Work instructions.
**A)** Answer these questions from the Advent calendar post, giving each answer on its own line with the matching mark:
(i) In what year did the writer go to Jo-Ann's?
(ii) How much red felt did the writer buy?
(iii) Where was the bag of felt and thread in late November 2010?
**B)** According to the Advent calendar post, why was the project tabled in its first year? Answer in one to three sentences.

Page.

▬▬▬▬▬▬▬▬▬▬

Even though I can’t really recall WHAT it was we actually had, I NEED MY KIDS TO HAVE PRECIOUS CHRISTMAS MEMORIES, DAMMIT.
And so thanks to this desire, I bookmarked a crap load of pretty Advent calendars for inspiration (because this was BP: Before Pinterest), and got myself to the nearest Jo-Ann’s. The year was 2009. I bought about 5 pounds of red felt, all the white embroidery thread, and probably a ton of other red and green paraphernalia that I didn’t need. It was easy: make little felt pockets, whip stitch them together and embroider 1-25 on each. If I was feeling fancy, I would even add a little button for an enclosure, and maybe a decorative bell. They sky was the limit! I was filled with inspiration and Christmas spirit!
I was also starting this project a tad late. The problem about December 1st is that it has a pesky habit of coming after November 30th. Every. Damn. Year.
So the Advent calendar project was tabled for that year, and now I had a whole 12 months to finish it! And then I remembered it again in late November 2010, looked at the bag of felt and thread (still in the garage next to the rest of the red and green “supplies” of projects long forgotten) and said, “Next year. 2011 will be your YEAR.”
Look at the title of this post and ask me how that went. Go ahead.
Okay, so maybe making an Advent calendar wasn’t my thing. If having three kids has taught me anything, it’s that making your own stuff is way overrated. Buying shit that someone else has already made is way easier.

▬▬▬▬▬▬▬▬▬▬

Data lines.
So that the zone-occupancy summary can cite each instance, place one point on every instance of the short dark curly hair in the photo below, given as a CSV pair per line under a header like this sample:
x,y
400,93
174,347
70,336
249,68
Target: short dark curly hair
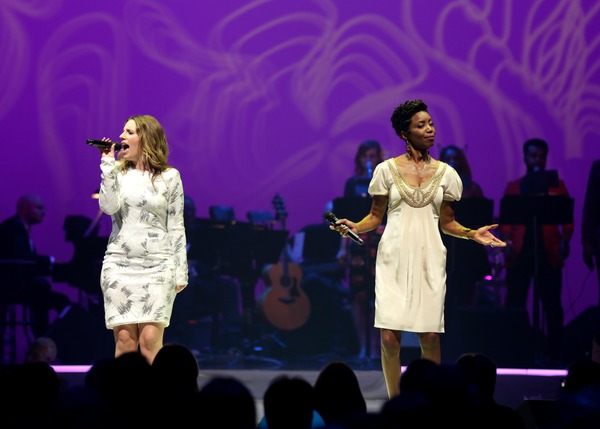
x,y
404,113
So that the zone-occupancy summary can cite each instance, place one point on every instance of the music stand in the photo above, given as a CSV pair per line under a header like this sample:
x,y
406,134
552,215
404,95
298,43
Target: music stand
x,y
535,211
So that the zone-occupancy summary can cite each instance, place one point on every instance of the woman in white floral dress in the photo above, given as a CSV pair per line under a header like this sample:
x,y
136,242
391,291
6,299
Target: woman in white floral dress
x,y
416,191
145,263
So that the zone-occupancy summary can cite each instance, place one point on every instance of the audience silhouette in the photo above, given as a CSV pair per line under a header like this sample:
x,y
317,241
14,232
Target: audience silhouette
x,y
127,391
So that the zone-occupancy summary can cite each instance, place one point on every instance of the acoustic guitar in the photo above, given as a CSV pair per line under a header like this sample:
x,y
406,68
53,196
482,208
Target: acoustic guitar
x,y
284,304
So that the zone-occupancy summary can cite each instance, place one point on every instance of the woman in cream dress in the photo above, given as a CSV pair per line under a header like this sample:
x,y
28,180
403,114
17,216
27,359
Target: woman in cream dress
x,y
416,191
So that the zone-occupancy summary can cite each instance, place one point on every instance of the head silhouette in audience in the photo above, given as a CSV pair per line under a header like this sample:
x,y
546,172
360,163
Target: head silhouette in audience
x,y
338,394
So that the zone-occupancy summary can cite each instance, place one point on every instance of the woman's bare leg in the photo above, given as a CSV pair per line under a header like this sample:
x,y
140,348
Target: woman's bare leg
x,y
126,339
430,346
390,360
151,339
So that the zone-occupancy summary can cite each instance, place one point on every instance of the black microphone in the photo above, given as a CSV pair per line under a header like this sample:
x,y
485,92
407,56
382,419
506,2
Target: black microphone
x,y
333,219
104,145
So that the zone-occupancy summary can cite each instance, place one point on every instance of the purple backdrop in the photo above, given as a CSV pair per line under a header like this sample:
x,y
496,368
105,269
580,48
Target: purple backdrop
x,y
266,97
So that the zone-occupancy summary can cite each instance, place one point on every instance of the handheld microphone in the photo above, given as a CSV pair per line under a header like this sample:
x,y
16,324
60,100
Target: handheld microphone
x,y
333,219
369,166
104,145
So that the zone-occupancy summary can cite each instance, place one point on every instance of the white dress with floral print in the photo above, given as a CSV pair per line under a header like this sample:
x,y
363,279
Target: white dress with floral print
x,y
146,253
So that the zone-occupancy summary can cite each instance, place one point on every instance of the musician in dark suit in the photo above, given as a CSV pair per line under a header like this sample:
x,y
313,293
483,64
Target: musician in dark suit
x,y
552,250
210,293
24,270
590,221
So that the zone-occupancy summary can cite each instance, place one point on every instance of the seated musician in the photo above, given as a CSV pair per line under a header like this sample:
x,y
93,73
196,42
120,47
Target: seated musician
x,y
24,271
209,294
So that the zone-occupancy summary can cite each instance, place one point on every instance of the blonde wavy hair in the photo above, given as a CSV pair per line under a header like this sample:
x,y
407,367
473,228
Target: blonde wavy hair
x,y
153,146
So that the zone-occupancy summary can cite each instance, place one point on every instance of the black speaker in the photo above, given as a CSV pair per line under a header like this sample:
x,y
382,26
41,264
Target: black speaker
x,y
81,337
503,334
579,334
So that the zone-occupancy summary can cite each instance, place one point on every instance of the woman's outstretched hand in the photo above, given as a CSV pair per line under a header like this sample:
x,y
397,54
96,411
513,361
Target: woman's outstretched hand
x,y
485,237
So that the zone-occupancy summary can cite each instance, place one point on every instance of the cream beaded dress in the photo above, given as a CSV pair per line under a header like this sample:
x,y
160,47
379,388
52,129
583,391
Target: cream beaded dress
x,y
410,279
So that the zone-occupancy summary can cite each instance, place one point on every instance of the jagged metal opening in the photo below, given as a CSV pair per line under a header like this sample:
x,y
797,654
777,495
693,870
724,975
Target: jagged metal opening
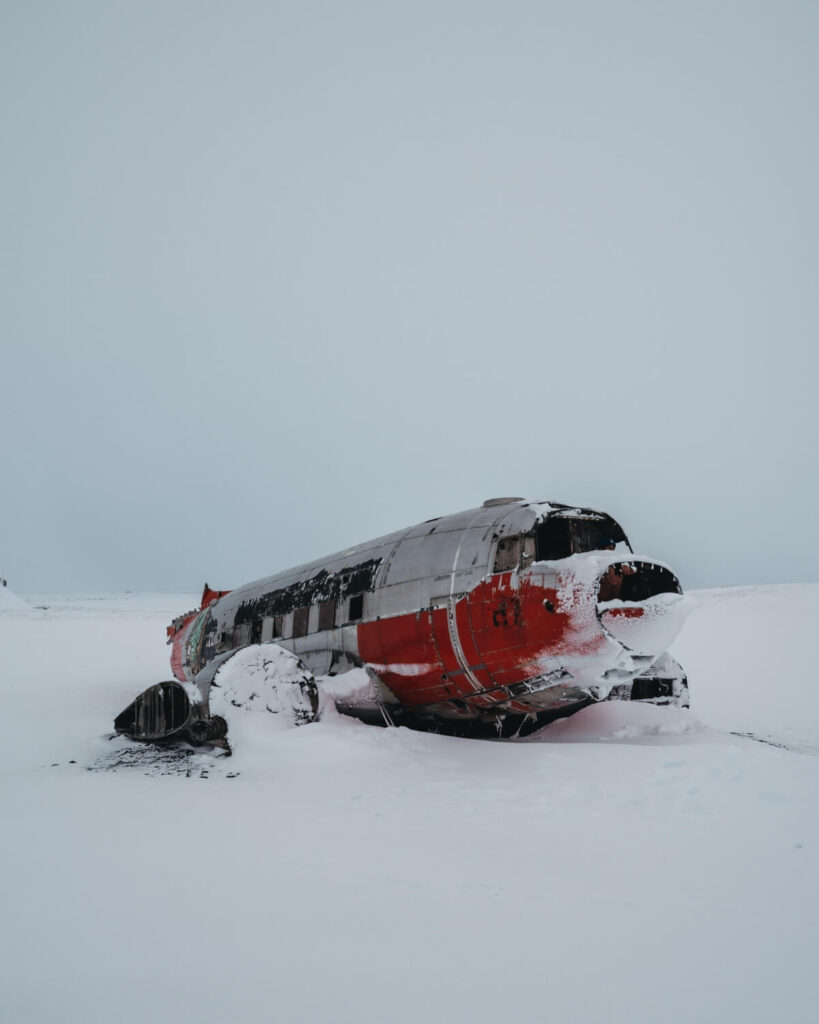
x,y
637,582
160,711
561,536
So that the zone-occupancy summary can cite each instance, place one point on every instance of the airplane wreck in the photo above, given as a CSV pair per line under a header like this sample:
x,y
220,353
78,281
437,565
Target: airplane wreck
x,y
491,622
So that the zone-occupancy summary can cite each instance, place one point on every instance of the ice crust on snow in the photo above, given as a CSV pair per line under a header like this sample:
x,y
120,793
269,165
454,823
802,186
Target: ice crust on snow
x,y
259,678
343,853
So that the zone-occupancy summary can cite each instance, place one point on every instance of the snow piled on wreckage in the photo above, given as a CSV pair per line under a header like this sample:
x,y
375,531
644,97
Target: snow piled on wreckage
x,y
670,855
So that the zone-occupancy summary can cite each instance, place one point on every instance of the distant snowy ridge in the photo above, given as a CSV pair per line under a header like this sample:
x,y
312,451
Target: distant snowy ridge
x,y
10,602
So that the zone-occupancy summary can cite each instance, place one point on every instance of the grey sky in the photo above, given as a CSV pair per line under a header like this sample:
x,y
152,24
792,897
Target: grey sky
x,y
278,278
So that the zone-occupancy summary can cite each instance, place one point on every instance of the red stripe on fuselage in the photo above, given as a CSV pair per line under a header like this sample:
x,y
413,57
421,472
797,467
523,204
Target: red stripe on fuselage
x,y
506,633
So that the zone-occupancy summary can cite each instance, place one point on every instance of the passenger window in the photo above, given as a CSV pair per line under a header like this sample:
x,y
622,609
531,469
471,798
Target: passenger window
x,y
300,620
242,635
327,614
507,555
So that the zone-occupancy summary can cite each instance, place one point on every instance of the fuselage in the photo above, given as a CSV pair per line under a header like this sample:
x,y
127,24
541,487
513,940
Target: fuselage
x,y
514,608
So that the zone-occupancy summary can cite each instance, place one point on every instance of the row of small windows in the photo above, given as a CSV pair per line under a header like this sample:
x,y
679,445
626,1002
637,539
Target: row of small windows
x,y
287,627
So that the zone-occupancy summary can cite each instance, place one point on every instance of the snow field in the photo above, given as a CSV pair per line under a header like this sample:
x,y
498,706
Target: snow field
x,y
632,863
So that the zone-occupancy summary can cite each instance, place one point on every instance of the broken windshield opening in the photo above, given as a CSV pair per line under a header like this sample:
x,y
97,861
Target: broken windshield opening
x,y
560,537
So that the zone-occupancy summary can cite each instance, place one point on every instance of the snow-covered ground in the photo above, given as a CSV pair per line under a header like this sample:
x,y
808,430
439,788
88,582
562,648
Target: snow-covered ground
x,y
632,863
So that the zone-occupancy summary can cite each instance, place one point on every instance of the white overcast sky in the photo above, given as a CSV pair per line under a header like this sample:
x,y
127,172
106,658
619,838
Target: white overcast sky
x,y
277,278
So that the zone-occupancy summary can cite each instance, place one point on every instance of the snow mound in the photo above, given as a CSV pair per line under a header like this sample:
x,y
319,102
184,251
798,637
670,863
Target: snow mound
x,y
264,678
10,602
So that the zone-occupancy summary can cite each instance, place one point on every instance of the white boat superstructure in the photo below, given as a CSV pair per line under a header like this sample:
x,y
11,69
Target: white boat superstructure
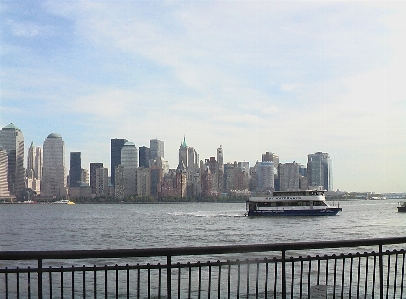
x,y
291,203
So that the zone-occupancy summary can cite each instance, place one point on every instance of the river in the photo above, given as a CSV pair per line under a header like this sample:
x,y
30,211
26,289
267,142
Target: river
x,y
104,226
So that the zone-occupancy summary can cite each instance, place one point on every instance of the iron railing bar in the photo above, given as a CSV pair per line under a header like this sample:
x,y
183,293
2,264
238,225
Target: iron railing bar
x,y
219,280
395,276
266,278
359,273
350,286
403,275
248,279
73,284
183,265
168,276
182,251
387,278
380,272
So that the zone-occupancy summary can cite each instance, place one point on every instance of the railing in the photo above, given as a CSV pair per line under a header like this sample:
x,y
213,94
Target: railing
x,y
248,271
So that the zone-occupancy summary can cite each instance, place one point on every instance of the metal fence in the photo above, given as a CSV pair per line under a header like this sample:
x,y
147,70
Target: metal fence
x,y
370,268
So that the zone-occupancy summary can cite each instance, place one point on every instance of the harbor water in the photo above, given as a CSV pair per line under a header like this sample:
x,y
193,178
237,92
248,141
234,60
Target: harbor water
x,y
104,226
123,226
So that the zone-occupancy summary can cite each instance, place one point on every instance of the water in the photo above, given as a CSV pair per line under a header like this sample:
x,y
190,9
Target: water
x,y
56,227
62,227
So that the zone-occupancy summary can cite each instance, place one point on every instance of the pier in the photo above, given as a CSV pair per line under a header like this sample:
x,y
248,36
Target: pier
x,y
365,268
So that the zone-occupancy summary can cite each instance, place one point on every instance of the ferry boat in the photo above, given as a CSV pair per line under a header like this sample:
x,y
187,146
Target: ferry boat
x,y
64,201
402,207
291,203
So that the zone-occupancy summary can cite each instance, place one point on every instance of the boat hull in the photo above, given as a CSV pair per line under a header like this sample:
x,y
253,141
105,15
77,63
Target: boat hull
x,y
402,209
314,212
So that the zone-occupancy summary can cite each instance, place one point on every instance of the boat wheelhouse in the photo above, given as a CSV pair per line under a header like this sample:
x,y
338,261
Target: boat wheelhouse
x,y
291,203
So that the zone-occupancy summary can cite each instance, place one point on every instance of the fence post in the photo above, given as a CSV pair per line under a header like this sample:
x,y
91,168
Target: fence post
x,y
381,271
39,278
284,274
168,276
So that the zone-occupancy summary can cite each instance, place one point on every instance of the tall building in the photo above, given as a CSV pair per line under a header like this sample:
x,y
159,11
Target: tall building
x,y
265,176
319,171
129,155
115,156
75,170
220,158
53,174
34,168
101,181
12,141
144,155
289,177
34,162
4,192
183,154
93,168
156,148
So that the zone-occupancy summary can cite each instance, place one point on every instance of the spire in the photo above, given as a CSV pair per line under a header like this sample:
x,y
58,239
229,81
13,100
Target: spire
x,y
183,144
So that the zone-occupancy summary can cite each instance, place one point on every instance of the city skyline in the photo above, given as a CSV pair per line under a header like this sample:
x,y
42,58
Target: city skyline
x,y
289,78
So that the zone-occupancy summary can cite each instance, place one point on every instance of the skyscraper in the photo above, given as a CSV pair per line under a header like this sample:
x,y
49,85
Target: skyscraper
x,y
115,152
53,174
12,141
265,176
4,192
144,155
101,178
34,162
93,183
75,170
129,155
319,171
183,154
289,176
34,168
156,148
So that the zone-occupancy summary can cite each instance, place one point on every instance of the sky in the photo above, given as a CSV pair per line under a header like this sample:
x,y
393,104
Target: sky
x,y
288,77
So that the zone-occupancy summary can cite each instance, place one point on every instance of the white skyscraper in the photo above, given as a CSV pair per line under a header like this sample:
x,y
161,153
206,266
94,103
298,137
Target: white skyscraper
x,y
53,175
34,168
156,148
265,176
129,155
4,192
12,141
129,165
34,162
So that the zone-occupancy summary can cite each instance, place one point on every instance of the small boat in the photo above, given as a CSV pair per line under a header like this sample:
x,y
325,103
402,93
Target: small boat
x,y
64,201
291,203
402,207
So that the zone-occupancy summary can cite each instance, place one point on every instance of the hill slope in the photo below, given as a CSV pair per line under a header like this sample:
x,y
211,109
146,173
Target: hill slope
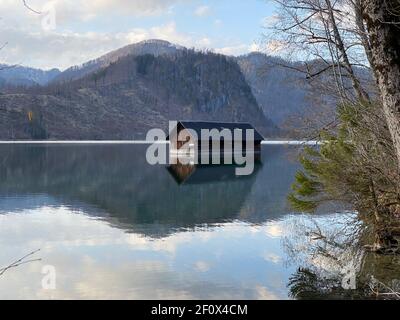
x,y
131,95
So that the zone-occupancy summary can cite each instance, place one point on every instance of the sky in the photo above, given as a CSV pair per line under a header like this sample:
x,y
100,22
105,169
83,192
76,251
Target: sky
x,y
70,32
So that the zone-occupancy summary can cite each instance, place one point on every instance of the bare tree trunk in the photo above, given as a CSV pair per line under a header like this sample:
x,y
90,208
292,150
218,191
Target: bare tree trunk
x,y
382,18
361,93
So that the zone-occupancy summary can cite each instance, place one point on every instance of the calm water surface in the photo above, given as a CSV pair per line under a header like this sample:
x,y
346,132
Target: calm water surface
x,y
115,227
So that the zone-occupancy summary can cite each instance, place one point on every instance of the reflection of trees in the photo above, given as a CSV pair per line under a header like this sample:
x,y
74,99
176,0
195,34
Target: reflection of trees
x,y
332,258
24,260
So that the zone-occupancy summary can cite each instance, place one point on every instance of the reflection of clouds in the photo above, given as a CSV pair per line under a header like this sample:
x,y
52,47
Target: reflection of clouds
x,y
274,230
202,266
93,260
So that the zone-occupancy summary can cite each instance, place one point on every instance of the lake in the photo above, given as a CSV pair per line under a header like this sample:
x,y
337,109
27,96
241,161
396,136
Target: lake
x,y
110,226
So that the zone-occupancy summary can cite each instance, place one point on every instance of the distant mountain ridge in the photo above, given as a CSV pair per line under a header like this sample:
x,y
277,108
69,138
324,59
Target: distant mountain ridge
x,y
153,47
25,76
164,81
131,95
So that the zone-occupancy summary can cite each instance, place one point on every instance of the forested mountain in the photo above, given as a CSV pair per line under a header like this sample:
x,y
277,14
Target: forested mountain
x,y
153,47
24,76
131,95
125,92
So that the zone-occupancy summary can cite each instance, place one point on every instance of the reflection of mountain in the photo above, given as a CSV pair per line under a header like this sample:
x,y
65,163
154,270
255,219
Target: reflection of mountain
x,y
133,195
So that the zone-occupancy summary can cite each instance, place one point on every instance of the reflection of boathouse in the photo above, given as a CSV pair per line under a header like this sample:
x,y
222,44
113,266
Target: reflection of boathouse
x,y
228,133
203,174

▬▬▬▬▬▬▬▬▬▬

Exercise solutions.
**A)**
(i) 2009
(ii) About 5 pounds
(iii) In the garage, next to the rest of the red and green "supplies" of projects long forgotten

**B)** The writer started the project a little late, and December 1st came before it was done. So it was put off until the next year.